▶ [Available records]:
--- begin ---

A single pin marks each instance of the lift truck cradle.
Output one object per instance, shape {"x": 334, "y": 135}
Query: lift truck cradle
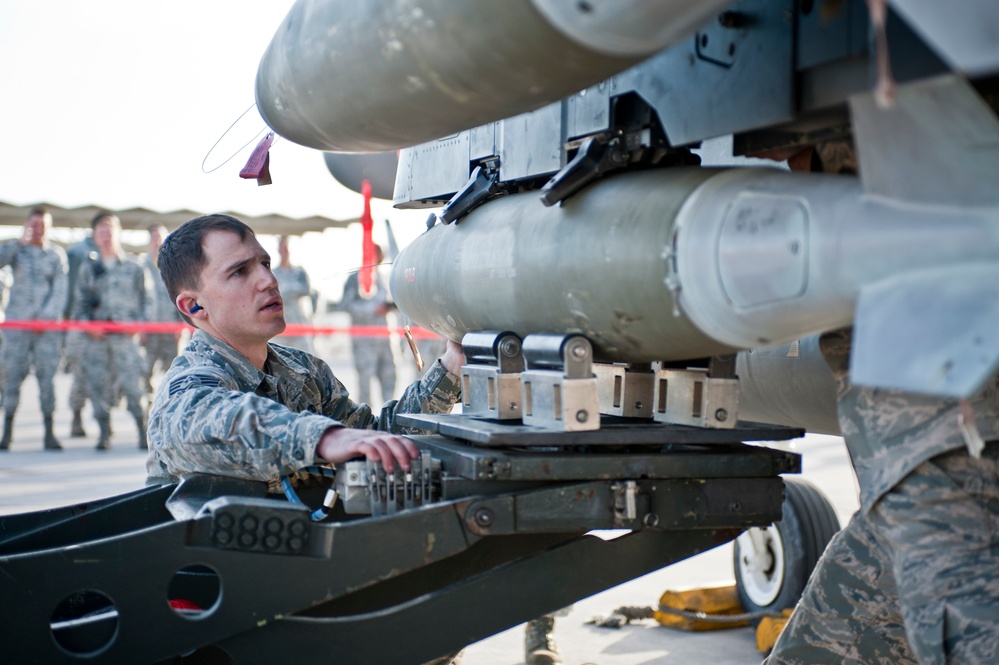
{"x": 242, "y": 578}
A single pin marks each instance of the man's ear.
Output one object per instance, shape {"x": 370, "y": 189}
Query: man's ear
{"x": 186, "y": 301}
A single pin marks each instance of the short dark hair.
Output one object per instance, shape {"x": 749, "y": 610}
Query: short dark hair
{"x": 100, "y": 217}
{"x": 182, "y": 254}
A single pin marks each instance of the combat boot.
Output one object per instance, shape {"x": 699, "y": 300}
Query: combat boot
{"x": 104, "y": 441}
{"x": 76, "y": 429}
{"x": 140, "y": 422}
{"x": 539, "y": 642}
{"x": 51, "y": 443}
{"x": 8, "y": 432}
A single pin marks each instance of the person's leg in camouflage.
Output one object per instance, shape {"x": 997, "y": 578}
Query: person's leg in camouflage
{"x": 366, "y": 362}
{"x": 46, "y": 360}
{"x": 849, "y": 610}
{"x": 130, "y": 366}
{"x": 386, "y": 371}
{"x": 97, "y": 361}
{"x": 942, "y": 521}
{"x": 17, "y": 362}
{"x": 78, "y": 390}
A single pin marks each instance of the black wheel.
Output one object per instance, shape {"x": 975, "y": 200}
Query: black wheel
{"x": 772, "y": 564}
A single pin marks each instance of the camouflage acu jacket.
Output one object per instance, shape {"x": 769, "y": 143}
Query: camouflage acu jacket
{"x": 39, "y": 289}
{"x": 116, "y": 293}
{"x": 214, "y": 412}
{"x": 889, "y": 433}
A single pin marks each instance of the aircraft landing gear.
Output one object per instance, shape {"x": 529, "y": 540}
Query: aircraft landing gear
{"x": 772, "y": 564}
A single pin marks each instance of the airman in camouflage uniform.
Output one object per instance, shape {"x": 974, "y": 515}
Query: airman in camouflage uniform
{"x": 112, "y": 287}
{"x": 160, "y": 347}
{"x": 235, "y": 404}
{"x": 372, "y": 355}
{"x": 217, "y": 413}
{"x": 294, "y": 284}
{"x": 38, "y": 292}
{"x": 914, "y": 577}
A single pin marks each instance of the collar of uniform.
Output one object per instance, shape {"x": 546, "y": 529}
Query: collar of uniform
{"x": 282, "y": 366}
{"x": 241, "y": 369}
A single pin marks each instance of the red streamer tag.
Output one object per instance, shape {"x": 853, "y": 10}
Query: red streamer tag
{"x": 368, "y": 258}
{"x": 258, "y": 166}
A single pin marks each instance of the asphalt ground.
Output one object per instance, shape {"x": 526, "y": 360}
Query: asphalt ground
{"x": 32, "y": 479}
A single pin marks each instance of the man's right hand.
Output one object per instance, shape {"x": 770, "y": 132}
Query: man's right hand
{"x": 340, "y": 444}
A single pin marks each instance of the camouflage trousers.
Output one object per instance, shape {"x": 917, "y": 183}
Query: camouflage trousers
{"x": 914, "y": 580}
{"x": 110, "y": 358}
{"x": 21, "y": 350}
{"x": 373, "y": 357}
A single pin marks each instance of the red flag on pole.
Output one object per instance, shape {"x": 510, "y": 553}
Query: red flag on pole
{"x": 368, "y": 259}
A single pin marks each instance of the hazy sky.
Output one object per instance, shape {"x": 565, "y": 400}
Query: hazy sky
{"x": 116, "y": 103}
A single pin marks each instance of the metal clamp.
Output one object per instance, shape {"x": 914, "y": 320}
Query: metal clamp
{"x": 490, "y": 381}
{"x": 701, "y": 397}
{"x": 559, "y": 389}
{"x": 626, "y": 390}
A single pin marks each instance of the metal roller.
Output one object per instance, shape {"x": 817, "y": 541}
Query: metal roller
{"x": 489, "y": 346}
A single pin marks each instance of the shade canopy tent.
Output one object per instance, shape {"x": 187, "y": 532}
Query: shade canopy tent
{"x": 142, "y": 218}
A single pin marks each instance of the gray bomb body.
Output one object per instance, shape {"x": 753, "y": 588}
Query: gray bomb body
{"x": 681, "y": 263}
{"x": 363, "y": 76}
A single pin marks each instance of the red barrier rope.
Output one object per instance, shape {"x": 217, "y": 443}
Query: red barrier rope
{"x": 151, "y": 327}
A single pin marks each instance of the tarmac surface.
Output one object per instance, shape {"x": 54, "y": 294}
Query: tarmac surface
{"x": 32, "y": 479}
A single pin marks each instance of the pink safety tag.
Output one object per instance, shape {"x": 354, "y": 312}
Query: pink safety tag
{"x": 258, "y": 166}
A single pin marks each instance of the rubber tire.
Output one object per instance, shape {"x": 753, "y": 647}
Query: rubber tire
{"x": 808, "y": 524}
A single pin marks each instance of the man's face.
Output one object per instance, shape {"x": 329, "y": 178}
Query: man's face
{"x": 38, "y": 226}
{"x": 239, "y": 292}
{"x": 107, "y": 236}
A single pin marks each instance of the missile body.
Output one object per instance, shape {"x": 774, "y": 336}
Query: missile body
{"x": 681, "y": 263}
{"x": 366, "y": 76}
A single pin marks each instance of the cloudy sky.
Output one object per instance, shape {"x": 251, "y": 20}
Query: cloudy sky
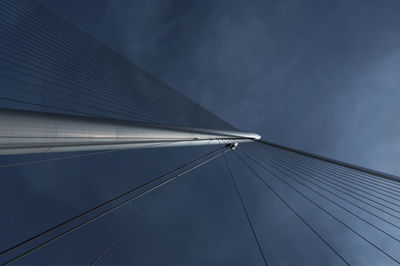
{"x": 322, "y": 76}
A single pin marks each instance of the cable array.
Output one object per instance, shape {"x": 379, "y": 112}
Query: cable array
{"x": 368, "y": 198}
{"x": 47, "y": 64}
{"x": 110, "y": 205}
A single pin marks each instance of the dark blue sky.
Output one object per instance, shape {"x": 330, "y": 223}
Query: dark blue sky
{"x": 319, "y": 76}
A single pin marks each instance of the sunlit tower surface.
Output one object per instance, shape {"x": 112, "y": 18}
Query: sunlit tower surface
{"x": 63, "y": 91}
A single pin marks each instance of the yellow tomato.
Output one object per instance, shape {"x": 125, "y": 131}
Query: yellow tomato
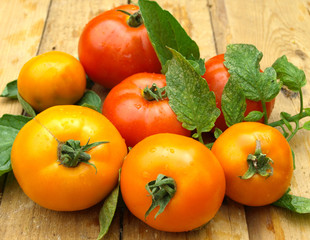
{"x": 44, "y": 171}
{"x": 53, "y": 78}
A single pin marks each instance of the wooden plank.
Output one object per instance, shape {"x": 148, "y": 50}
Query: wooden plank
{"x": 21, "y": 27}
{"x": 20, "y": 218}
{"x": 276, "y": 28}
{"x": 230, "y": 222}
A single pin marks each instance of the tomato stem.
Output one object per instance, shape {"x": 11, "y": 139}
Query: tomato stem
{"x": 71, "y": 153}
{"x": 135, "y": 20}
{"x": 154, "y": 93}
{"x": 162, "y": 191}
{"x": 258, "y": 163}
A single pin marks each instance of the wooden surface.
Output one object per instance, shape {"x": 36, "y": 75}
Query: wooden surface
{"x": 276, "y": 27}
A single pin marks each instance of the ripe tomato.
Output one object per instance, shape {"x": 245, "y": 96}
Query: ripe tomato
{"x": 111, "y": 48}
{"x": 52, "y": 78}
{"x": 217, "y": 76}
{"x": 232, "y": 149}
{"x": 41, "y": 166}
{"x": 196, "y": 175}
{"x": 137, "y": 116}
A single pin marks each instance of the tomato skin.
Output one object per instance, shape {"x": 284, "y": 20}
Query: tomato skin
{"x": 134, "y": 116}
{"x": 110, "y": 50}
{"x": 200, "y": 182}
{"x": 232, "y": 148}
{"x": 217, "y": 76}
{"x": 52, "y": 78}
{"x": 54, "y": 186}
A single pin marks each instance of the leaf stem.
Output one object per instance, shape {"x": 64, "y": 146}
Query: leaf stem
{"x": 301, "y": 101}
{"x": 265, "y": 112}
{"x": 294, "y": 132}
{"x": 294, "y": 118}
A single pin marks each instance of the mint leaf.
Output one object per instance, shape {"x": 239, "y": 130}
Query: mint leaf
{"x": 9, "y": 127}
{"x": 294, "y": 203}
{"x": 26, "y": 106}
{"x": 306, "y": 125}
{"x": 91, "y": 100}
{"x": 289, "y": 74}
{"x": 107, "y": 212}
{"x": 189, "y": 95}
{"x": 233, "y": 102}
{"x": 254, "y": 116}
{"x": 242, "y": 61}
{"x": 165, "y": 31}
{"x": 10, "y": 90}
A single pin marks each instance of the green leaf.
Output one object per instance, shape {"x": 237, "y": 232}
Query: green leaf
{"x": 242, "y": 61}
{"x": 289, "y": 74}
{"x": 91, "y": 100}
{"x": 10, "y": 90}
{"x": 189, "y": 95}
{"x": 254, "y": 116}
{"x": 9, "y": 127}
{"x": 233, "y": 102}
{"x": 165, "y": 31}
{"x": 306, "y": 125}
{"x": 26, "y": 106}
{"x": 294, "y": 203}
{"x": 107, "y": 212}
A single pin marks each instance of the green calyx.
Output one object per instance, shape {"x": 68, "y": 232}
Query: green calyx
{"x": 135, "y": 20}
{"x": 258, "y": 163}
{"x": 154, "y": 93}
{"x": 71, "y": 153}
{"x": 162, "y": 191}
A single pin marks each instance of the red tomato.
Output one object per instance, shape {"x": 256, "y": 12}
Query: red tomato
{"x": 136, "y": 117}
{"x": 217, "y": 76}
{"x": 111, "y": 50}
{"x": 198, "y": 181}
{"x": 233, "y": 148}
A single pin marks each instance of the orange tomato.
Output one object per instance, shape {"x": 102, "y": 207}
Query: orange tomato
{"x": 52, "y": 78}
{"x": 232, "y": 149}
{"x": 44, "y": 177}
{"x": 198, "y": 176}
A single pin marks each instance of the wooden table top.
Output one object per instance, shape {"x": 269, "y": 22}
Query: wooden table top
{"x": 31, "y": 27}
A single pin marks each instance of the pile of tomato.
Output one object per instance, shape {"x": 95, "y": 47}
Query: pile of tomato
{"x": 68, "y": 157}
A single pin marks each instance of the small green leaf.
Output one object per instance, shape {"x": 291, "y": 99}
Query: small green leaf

--- end ---
--- begin ---

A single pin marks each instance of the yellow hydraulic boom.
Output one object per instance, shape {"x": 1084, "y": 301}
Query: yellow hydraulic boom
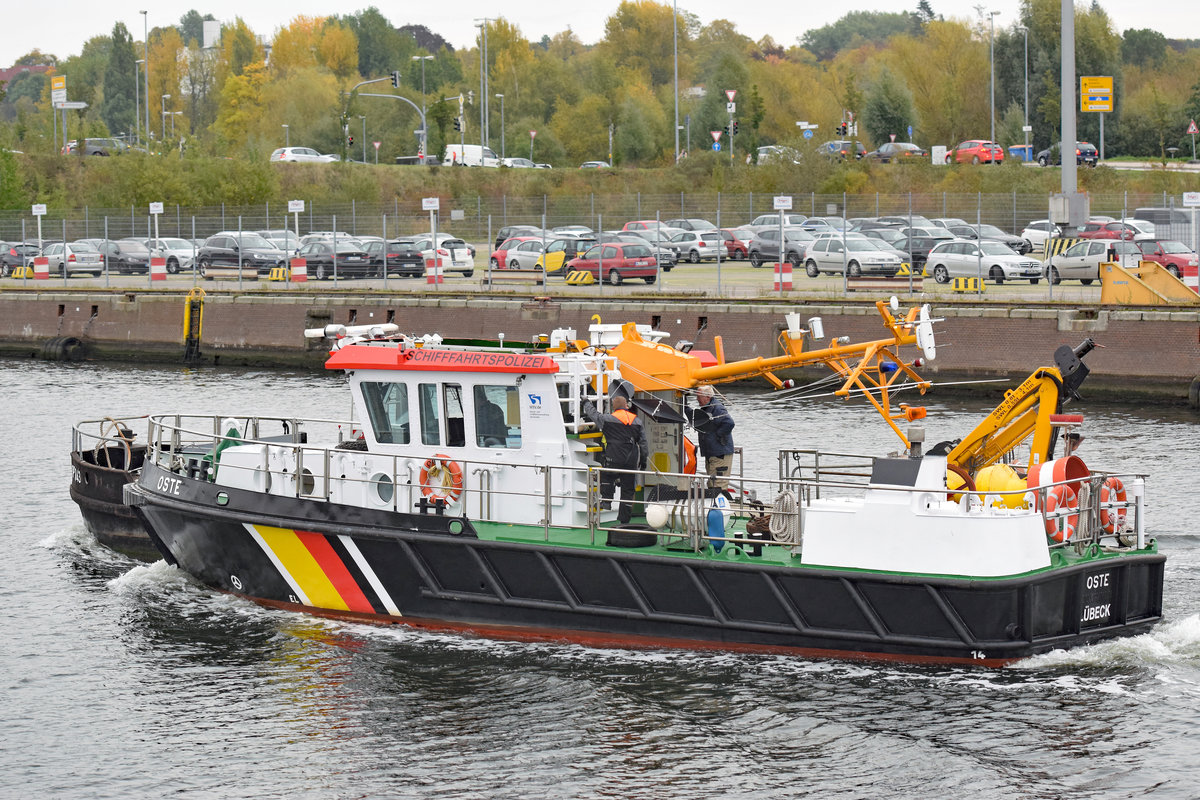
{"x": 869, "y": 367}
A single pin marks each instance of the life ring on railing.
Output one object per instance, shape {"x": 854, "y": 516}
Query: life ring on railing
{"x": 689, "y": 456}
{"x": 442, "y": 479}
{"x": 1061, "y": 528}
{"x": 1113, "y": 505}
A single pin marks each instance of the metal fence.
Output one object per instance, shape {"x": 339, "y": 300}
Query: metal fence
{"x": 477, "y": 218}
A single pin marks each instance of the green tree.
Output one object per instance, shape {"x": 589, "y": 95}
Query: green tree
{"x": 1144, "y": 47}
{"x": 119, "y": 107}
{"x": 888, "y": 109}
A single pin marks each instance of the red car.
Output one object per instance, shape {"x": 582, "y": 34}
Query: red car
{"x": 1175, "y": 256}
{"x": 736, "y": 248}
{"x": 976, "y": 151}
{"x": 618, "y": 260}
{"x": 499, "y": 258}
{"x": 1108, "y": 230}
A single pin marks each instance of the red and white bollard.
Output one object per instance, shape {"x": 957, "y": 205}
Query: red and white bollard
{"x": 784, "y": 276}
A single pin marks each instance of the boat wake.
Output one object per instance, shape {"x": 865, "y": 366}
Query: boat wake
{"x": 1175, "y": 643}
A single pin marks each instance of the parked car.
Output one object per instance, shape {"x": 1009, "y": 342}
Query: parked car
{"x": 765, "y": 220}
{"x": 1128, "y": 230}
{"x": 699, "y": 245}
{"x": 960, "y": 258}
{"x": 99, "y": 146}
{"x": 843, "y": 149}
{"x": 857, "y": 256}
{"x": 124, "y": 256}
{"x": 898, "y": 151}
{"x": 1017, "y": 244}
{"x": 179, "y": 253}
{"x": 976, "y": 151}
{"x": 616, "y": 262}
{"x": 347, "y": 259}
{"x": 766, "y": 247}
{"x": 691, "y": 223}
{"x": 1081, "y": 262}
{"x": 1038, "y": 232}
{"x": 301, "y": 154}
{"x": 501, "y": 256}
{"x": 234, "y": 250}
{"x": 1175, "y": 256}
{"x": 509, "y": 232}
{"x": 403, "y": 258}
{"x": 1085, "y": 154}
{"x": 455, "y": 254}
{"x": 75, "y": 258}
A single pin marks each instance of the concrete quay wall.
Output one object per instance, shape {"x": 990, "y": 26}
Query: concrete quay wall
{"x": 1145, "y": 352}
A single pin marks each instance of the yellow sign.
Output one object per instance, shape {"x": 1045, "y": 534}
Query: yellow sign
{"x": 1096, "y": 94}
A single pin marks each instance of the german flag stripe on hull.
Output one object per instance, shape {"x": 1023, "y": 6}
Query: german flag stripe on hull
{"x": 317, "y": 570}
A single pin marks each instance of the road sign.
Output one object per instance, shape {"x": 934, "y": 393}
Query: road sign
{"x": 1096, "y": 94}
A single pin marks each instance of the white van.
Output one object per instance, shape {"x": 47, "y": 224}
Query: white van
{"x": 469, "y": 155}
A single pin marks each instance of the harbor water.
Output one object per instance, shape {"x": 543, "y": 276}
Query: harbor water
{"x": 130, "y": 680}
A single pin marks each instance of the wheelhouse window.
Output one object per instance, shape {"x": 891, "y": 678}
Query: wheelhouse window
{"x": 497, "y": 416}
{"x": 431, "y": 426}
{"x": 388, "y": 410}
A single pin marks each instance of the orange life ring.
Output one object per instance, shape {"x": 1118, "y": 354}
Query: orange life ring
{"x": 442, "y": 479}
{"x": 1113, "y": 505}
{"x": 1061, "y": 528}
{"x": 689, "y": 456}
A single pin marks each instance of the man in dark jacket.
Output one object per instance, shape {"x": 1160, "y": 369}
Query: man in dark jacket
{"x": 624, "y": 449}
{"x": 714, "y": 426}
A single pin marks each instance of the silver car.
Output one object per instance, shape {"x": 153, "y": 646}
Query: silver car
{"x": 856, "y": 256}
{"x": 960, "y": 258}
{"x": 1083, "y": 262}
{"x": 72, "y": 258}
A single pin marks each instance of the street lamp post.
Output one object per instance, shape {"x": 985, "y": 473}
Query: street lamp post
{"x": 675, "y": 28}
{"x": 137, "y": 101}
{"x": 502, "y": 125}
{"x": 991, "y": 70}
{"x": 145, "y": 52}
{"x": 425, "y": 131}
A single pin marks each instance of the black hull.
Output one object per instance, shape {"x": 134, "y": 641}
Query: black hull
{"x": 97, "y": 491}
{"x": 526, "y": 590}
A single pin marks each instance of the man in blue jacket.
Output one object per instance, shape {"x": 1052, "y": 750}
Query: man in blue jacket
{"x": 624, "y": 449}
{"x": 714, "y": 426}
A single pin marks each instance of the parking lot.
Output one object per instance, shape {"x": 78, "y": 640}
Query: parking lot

--- end ---

Give the lines of the material from the line containing "A single pin marks each instance of the german" through the line containing "Query: parking lot", both included, as a JSON list of strings with one string per line and blank lines omitted.

▶ [Answer in full]:
[
  "A single pin marks each instance of the german flag stripe on hull.",
  "Output one object per instance, shape {\"x\": 1023, \"y\": 6}",
  "Query: german flag stripe on hull",
  "{\"x\": 317, \"y\": 570}",
  "A single pin marks each instance of the road sign.",
  "Output one object per instance, shape {\"x\": 934, \"y\": 393}",
  "Query: road sign",
  "{\"x\": 1096, \"y\": 94}",
  "A single pin marks each instance of the white van.",
  "Output one object per instance, shape {\"x\": 47, \"y\": 224}",
  "Query: white van",
  "{\"x\": 469, \"y\": 155}",
  "A single pin marks each instance of the harbor water.",
  "Output one object per instance, shape {\"x\": 543, \"y\": 276}",
  "Query: harbor water",
  "{\"x\": 130, \"y\": 680}",
  "A single pin marks each instance of the wheelhouse window.",
  "Output one object per instance, shape {\"x\": 891, \"y\": 678}",
  "Query: wheelhouse window",
  "{\"x\": 497, \"y\": 416}",
  "{\"x\": 431, \"y\": 426}",
  "{\"x\": 388, \"y\": 410}",
  "A single pin marks each instance of the orange life ring.",
  "Output one object per instance, shape {\"x\": 1118, \"y\": 354}",
  "Query: orange life ring",
  "{\"x\": 442, \"y\": 479}",
  "{\"x\": 1113, \"y\": 505}",
  "{\"x\": 1061, \"y\": 528}",
  "{\"x\": 689, \"y\": 456}",
  "A single pin marks each instance of the man in dark jacket.",
  "Output one object per instance, shape {\"x\": 1160, \"y\": 369}",
  "Query: man in dark jacket",
  "{\"x\": 624, \"y\": 449}",
  "{\"x\": 714, \"y\": 426}",
  "A single pin marks each instance of the silver car.",
  "Output one object per instance, shape {\"x\": 153, \"y\": 646}",
  "Query: silver car",
  "{\"x\": 856, \"y\": 256}",
  "{\"x\": 960, \"y\": 258}",
  "{\"x\": 1083, \"y\": 262}",
  "{\"x\": 72, \"y\": 258}",
  "A single pin marks each instance of the street lamp post.",
  "Output one object per instance, shape {\"x\": 985, \"y\": 473}",
  "Query: street lamp post",
  "{\"x\": 675, \"y\": 28}",
  "{\"x\": 137, \"y\": 101}",
  "{\"x\": 502, \"y\": 125}",
  "{\"x\": 991, \"y\": 70}",
  "{\"x\": 145, \"y\": 52}",
  "{\"x\": 425, \"y\": 131}",
  "A single pin marks each instance of the black hull.",
  "Output one object per instance, shape {\"x\": 134, \"y\": 641}",
  "Query: black hull",
  "{\"x\": 97, \"y\": 491}",
  "{\"x\": 526, \"y\": 590}",
  "A single pin marks each instance of the man in blue jacket.",
  "Output one object per instance, shape {\"x\": 1052, \"y\": 750}",
  "Query: man in blue jacket",
  "{\"x\": 624, \"y\": 449}",
  "{\"x\": 714, \"y\": 426}",
  "A single pin marks each instance of the parking lot.",
  "Output one object per instance, shape {\"x\": 78, \"y\": 640}",
  "Query: parking lot"
]